Oct. 15 to Oct. 21
During a village meeting in June, the residents of Ita Thao unanimously voted “yes” to remove all traces of the government-imposed name Dehua (德化) from the area. They had successfully renamed the village in 2000, but colonial vestiges still remained.
Photo courtesy of Wikimedia Commons
“In colonial and authoritarian times, we were forced to use this discriminatory and stigmatized name,” Nantou County Councilor and village resident Rungquan Lkatafatu tells Taiwan Indigenous TV in a report. The villagers crossed off one item on their wish list on Wednesday last week, as the local Dehua police station was renamed Ita Thao. Their next target is Dehua Elementary School.
Occupying valuable land around Sun Moon Lake, the village’s Aboriginal Thao residents have suffered much since the arrival of outsiders in the 17th and 18th centuries. Today, Ita Thao, which means “I am a person,” is one of two major Thao settlements remaining, itself a result of colonial oppression as they were forced to relocate here in 1934.
Ita Thao was originally called Barawbaw by the Thao, a name that was later changed to Puji when the Japanese took over Taiwan. When the Chinese Nationalist Party (KMT) arrived after World War II, they named it Dehua, one of many patronizing, Chinese-centric names that were imposed on indigenous peoples during this time.
Photo courtesy of Wikimedia Commons
Dehua, a concept that originates with Confucius, basically means that Chinese officials behave virtuously and morally towards people (in this case Aborigines) as an example of exemplary behavior that they could follow and thus become “civilized.”

| DATASET RECORDS |
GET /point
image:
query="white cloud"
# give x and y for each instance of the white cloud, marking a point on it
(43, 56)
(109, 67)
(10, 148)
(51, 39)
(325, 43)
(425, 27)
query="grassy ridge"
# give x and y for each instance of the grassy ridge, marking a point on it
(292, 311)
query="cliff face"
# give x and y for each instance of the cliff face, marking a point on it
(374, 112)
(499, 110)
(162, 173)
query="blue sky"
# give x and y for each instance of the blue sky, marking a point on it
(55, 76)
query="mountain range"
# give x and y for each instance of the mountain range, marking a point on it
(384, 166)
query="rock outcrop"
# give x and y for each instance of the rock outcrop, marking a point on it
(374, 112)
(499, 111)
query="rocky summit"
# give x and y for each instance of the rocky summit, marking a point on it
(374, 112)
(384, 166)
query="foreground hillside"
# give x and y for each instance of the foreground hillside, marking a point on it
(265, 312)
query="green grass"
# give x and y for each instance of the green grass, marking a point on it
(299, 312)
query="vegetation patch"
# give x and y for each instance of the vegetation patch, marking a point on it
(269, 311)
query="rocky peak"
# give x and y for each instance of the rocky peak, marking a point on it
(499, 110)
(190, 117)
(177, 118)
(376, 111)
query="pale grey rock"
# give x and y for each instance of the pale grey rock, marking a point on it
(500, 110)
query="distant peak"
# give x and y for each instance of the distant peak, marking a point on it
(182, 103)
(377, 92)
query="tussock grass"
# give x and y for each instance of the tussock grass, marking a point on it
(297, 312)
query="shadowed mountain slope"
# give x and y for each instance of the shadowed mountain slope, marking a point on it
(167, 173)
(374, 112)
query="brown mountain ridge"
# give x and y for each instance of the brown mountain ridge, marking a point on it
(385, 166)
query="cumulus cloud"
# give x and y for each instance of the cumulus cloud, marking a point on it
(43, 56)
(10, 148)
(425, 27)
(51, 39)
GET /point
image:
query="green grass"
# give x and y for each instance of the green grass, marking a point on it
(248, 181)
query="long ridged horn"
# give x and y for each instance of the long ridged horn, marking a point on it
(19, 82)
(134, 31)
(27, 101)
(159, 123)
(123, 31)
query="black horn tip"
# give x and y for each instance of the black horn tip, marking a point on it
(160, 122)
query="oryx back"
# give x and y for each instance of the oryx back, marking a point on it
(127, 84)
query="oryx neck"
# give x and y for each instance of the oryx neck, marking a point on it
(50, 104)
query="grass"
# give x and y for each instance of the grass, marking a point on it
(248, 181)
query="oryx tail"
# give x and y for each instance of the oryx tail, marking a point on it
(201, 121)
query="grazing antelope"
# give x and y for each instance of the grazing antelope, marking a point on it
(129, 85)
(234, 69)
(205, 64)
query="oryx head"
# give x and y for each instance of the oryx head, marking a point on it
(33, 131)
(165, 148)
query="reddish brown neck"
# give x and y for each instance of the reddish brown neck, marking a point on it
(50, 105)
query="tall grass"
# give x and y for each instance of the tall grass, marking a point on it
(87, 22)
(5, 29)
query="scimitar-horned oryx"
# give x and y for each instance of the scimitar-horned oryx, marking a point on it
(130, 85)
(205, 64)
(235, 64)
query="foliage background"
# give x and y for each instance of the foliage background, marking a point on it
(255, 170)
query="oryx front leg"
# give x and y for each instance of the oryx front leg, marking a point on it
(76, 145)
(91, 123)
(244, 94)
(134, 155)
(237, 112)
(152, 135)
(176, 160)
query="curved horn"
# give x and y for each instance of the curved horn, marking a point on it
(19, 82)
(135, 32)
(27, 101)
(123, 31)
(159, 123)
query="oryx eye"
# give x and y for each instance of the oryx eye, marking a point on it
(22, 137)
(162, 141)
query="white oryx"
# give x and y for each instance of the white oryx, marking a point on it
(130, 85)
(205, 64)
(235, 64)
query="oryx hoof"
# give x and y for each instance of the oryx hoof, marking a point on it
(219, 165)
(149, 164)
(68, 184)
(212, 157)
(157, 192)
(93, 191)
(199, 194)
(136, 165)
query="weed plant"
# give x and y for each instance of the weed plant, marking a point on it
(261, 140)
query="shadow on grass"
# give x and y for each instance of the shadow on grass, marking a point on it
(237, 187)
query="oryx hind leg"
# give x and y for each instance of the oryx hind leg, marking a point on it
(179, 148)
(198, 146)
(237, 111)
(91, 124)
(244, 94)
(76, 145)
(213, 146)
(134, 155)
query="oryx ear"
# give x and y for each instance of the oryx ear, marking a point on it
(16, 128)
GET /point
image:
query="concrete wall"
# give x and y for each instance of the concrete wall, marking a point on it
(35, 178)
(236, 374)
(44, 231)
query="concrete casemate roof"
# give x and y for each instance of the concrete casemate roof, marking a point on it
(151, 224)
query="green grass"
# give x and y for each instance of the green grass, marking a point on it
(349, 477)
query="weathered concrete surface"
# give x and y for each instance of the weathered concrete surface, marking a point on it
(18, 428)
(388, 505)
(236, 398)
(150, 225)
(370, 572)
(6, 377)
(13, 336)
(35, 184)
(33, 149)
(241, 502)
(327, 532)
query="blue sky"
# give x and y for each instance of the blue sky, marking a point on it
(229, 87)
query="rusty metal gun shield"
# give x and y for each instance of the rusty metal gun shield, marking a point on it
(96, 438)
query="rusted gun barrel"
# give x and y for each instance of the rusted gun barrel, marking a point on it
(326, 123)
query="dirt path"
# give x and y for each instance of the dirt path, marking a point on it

| OBJECTIVE 1 |
Return the passage about Ita Thao, starting with "Ita Thao was" and going on through "during this time.", copied word for word.
| OBJECTIVE 2 |
Resume the passage about Ita Thao's renaming from the point where it stops.

| RIGHT ANSWER 1 |
Ita Thao was originally called Barawbaw by the Thao, a name that was later changed to Puji when the Japanese took over Taiwan. When the Chinese Nationalist Party (KMT) arrived after World War II, they named it Dehua, one of many patronizing, Chinese-centric names that were imposed on indigenous peoples during this time.

| RIGHT ANSWER 2 |
While it was the Japanese who desecrated the Thao people’s sacred island, Lalu, by almost flooding it during a damming project and renaming it Jade Island, the KMT changed it to Guanghua (光華), which means “glory to China” or “glory to Chinese.” This was changed back to its original name when the Thao were officially recognized as the country’s 10th Aboriginal community in 2001.
THE DIRTY WORD ‘HUA’
Photo courtesy of Wikimedia Commons
Rungquan Lkatafatu says that even though it was the KMT who renamed their village, the term hua (化) has long been a burden on his people.
Living in close proximity to Han Chinese settlers who came in massive waves during the 18th and 19th centuries, the Qing Dynasty labeled the Thao as hua Aborigines, placing them somewhere between their shou (熟) brethren who adopted Han Chinese customs and were friendly to the government, or sheng (生), those who remained outside government control and were usually hostile. In historical records, the government defined hua as a sheng Aborigine, though one who had become “civilized.”
In 1874, the Qing Empire revoked the ban on Han Chinese entering Aboriginal areas and took these formerly “sheng” territories under their control, launching a campaign to “open the mountains and pacify the savages” (開山撫番) that devastated countless communities.
Wu Kuang-liang (吳光亮), commander of the Qing forces on Taiwan, set up the Zhengxin Academy (正心書院) on Lalu Island to jiaohua (教化), or civilize, Thao children. By this time, Thao territory had been reduced to the area around Sun Moon Lake and its surrounding foothills, and most of them were living in poverty, according to oral accounts published by the Cultural Affairs Bureau of Nantou County.
Wu also announced a set of laws to “civilize the savages” (化番俚言) that imposed Han Chinese customs of “good behavior” on them, for example, forbidding them to drink and hold feasts, requiring them to wear “proper” clothes and take on Han Chinese surnames. Each village was also asked to build a Taoist temple and worship according to Han Chinese festivals.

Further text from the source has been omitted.